Directions for this task: Using the data beneath, show every line that includes the word "green".

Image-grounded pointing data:
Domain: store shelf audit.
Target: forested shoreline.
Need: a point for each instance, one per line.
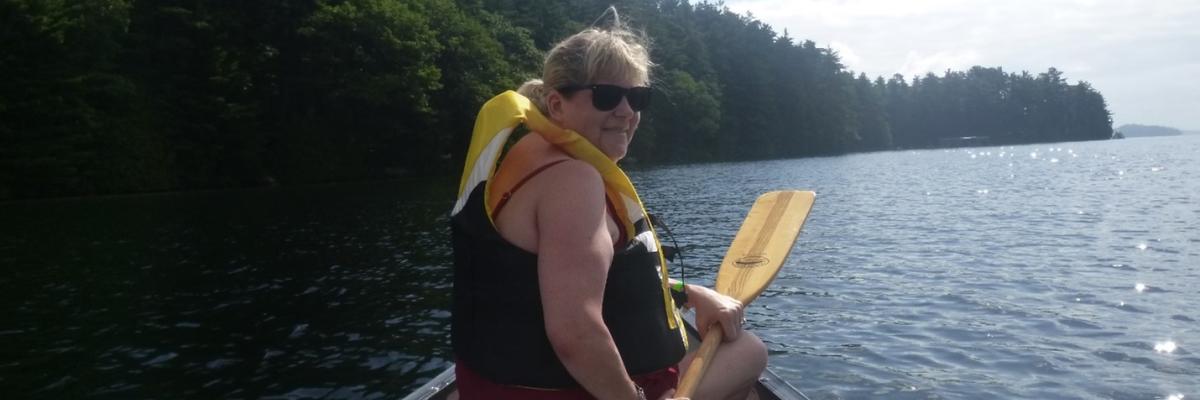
(115, 96)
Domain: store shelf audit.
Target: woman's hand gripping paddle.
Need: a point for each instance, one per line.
(753, 261)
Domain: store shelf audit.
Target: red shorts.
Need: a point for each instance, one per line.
(474, 387)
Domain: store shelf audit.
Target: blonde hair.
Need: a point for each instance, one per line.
(593, 54)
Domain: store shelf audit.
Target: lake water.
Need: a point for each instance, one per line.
(1067, 270)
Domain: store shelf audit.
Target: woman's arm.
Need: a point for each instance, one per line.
(712, 306)
(574, 254)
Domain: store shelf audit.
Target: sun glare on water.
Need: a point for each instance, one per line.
(1165, 346)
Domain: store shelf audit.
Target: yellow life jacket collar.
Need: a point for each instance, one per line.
(495, 124)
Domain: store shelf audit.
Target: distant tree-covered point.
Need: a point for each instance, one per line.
(1137, 130)
(112, 96)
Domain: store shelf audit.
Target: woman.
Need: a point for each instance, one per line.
(559, 287)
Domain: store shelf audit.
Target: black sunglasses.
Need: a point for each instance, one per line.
(606, 97)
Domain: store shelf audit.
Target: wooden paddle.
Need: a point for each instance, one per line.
(753, 261)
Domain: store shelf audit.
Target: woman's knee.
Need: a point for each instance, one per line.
(754, 351)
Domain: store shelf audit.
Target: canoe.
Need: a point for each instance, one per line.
(769, 386)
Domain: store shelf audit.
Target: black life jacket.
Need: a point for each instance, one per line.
(498, 329)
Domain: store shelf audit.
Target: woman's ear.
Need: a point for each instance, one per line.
(555, 105)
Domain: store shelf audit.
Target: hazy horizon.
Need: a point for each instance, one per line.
(1143, 57)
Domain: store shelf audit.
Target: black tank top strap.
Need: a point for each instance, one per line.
(508, 195)
(622, 238)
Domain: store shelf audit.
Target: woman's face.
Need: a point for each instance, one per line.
(607, 130)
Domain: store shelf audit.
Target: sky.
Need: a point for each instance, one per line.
(1143, 55)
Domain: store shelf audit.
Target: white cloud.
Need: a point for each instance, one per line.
(1120, 46)
(849, 57)
(916, 64)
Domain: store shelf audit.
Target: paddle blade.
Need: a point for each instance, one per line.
(753, 261)
(763, 243)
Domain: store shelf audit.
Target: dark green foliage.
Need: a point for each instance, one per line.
(112, 96)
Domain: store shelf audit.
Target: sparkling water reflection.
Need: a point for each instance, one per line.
(1066, 270)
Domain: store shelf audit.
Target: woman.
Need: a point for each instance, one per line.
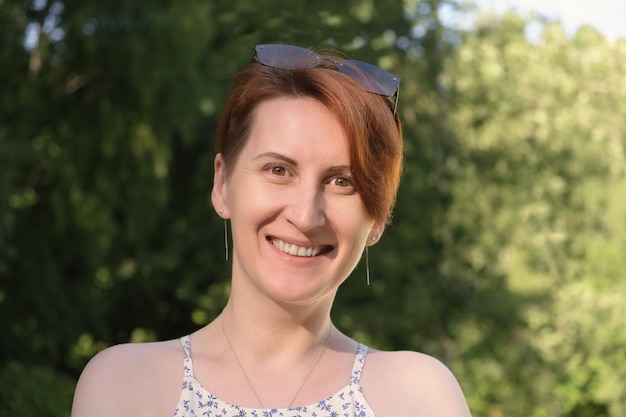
(308, 165)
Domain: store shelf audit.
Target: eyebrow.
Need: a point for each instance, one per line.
(275, 155)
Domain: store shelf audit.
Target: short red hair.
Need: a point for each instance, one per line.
(372, 129)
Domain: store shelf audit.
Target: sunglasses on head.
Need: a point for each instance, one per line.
(370, 77)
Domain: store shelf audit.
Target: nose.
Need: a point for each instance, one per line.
(305, 208)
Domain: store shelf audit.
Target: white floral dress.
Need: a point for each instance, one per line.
(196, 401)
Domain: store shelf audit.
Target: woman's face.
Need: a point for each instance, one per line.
(298, 225)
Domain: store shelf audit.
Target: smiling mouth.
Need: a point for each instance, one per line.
(302, 251)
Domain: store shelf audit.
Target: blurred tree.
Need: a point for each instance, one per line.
(538, 182)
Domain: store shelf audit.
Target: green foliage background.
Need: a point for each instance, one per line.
(506, 255)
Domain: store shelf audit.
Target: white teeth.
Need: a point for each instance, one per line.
(295, 250)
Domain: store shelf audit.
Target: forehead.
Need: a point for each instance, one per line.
(299, 126)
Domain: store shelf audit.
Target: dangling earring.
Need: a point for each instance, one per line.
(367, 265)
(225, 235)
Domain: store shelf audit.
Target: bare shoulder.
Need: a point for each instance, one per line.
(411, 383)
(130, 379)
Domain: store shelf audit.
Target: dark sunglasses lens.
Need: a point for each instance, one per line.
(287, 56)
(372, 78)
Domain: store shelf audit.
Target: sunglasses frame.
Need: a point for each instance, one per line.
(371, 78)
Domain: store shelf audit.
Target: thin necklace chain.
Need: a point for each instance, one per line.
(230, 345)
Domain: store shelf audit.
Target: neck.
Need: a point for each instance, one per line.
(278, 332)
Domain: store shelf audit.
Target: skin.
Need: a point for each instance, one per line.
(291, 184)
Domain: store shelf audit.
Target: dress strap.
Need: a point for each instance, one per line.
(187, 364)
(359, 362)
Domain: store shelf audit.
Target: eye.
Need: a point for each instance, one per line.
(342, 182)
(278, 170)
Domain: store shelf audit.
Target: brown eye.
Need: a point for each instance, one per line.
(279, 171)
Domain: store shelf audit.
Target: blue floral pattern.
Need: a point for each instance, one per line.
(196, 401)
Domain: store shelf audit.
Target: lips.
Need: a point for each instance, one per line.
(301, 251)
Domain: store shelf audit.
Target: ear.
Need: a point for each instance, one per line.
(375, 233)
(219, 192)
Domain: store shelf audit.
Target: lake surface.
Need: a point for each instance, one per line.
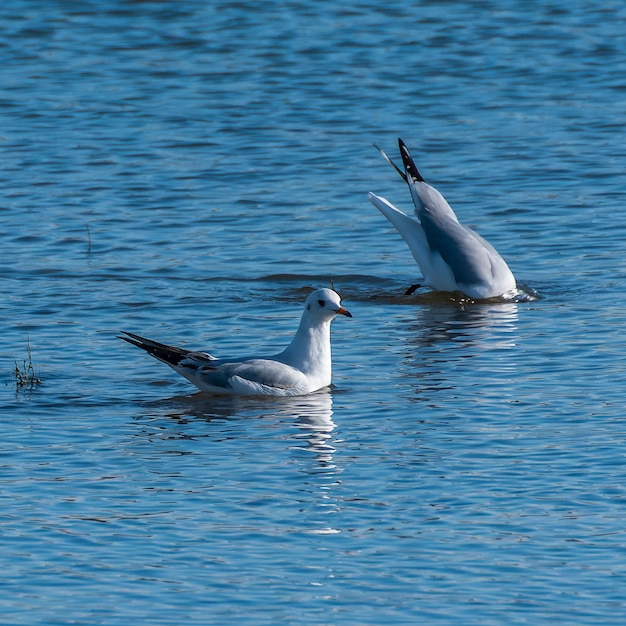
(189, 171)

The completed task:
Target: dark green foliage.
Target: green foliage background.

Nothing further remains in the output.